** start of Records supplied **

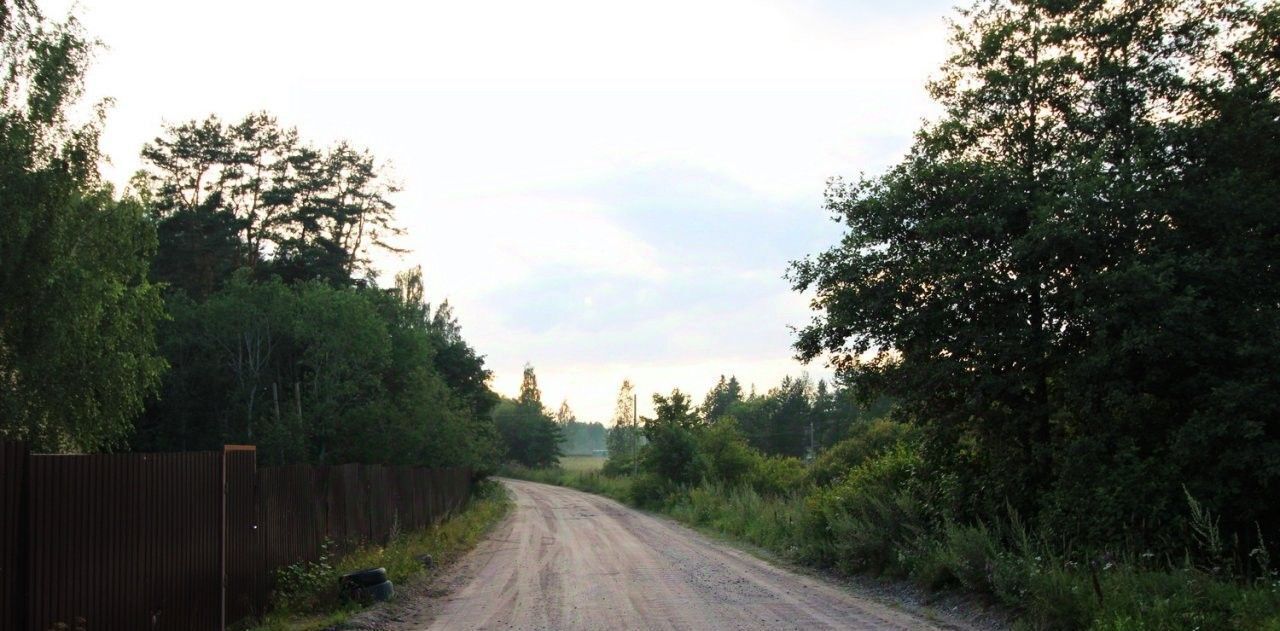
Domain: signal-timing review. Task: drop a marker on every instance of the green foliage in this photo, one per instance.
(77, 315)
(865, 440)
(728, 458)
(860, 522)
(672, 455)
(1069, 282)
(878, 517)
(778, 475)
(307, 585)
(530, 434)
(306, 595)
(254, 195)
(315, 373)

** end of Records supplied **

### Your objective
Rewrite the records with "green foliage" changed to "leafy plants" and everything else left as it is. Leave the pictures out.

### Exercise answer
Domain: signal-timing review. Task: drop a marker on every instance of the leafy plants in this photo, one per instance.
(77, 315)
(865, 440)
(728, 458)
(860, 522)
(672, 455)
(1069, 282)
(878, 517)
(778, 475)
(307, 585)
(530, 434)
(306, 595)
(254, 195)
(315, 373)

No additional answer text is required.